PROBLEM DESCRIPTION » Please list every line of the items below that contains the word "blue", copying each line in full. Case counts.

[Items from a dataset]
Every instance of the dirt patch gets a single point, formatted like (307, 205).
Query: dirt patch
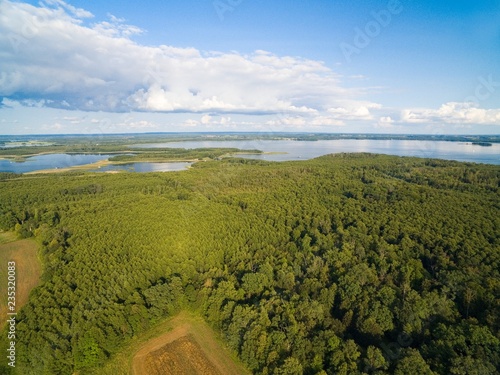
(183, 356)
(189, 348)
(28, 271)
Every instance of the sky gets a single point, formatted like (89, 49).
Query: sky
(333, 66)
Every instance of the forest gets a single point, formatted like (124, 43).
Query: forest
(344, 264)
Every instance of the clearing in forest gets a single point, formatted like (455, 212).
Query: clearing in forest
(189, 348)
(28, 271)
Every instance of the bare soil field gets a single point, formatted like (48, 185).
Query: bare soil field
(28, 271)
(189, 348)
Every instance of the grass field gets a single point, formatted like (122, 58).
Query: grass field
(6, 237)
(28, 270)
(182, 345)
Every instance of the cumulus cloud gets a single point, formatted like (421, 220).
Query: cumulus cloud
(453, 113)
(51, 53)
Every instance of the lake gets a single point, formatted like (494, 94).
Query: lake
(50, 161)
(287, 150)
(300, 150)
(145, 167)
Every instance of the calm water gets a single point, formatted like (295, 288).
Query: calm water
(50, 161)
(290, 150)
(299, 150)
(145, 167)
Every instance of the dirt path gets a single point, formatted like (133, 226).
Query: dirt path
(189, 347)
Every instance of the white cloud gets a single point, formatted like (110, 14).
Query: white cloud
(100, 68)
(453, 113)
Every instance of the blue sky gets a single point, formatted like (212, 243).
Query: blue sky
(394, 66)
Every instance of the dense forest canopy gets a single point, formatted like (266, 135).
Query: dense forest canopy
(345, 264)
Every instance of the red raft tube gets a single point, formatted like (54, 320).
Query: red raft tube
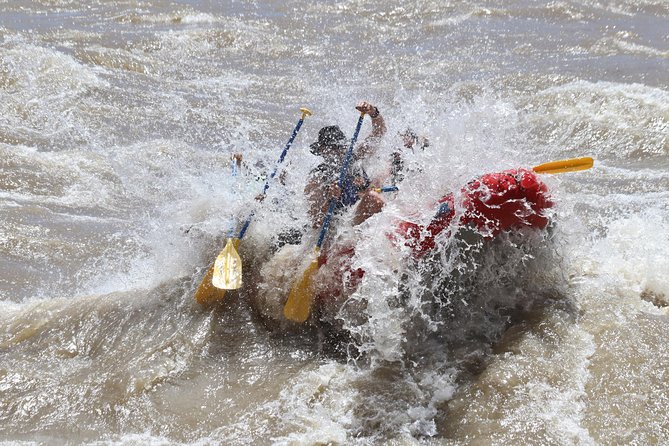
(491, 204)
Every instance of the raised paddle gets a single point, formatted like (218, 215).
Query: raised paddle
(226, 271)
(563, 166)
(301, 295)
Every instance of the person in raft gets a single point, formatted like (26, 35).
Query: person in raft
(323, 182)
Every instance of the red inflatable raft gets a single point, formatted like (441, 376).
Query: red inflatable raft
(491, 204)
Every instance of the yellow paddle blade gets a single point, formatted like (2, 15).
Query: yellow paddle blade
(228, 268)
(207, 293)
(301, 296)
(563, 166)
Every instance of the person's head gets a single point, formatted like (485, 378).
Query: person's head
(331, 141)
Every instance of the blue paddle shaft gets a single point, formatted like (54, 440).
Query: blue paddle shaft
(342, 177)
(242, 232)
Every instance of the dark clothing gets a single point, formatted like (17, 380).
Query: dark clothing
(326, 174)
(397, 166)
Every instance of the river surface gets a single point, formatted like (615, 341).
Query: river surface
(118, 120)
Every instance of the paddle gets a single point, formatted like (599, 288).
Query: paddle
(226, 271)
(563, 166)
(301, 295)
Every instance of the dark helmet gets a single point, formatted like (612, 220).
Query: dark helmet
(328, 137)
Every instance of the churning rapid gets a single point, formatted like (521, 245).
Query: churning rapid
(118, 122)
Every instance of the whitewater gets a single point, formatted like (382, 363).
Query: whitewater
(119, 120)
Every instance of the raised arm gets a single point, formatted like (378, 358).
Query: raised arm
(371, 142)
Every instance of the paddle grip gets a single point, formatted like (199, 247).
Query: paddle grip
(305, 112)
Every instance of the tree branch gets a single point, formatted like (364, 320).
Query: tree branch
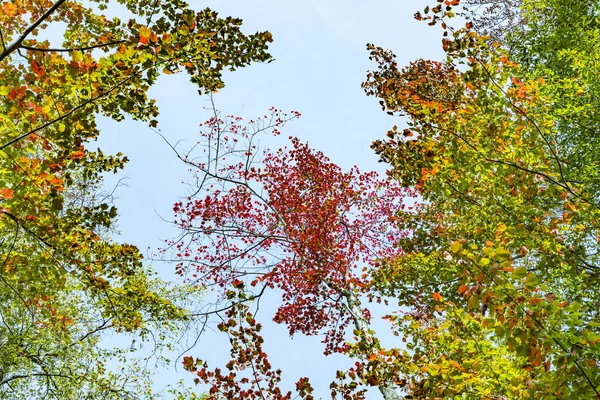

FINISHED TASK »
Every instance of the blue sky gets a single point, formatted like (212, 243).
Query: blue sky
Every instance of the blue paddle shaft gets a single point, formatted like (54, 440).
Query: blue paddle shaft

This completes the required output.